Render each line of the items below as a Markdown table with the columns Row and Line, numbering the rows and omitting any blank lines.

**Exercise materials**
....
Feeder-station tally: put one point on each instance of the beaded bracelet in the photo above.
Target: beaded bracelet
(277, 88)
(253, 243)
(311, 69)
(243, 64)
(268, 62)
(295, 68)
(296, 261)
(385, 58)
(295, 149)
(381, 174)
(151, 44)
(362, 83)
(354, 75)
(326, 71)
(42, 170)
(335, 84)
....
**The reply**
| Row | Line |
|---|---|
| 1 | Feeder-station tally: put one point on each instance of the beaded bracelet in the photo above. |
| 2 | Target: beaded bracelet |
| 3 | (277, 88) |
| 4 | (253, 243) |
| 5 | (311, 69) |
| 6 | (243, 64) |
| 7 | (268, 62) |
| 8 | (295, 68) |
| 9 | (296, 261) |
| 10 | (385, 58) |
| 11 | (295, 149) |
| 12 | (381, 174) |
| 13 | (151, 44) |
| 14 | (362, 83) |
| 15 | (354, 75) |
| 16 | (326, 71) |
| 17 | (42, 170) |
| 18 | (335, 84) |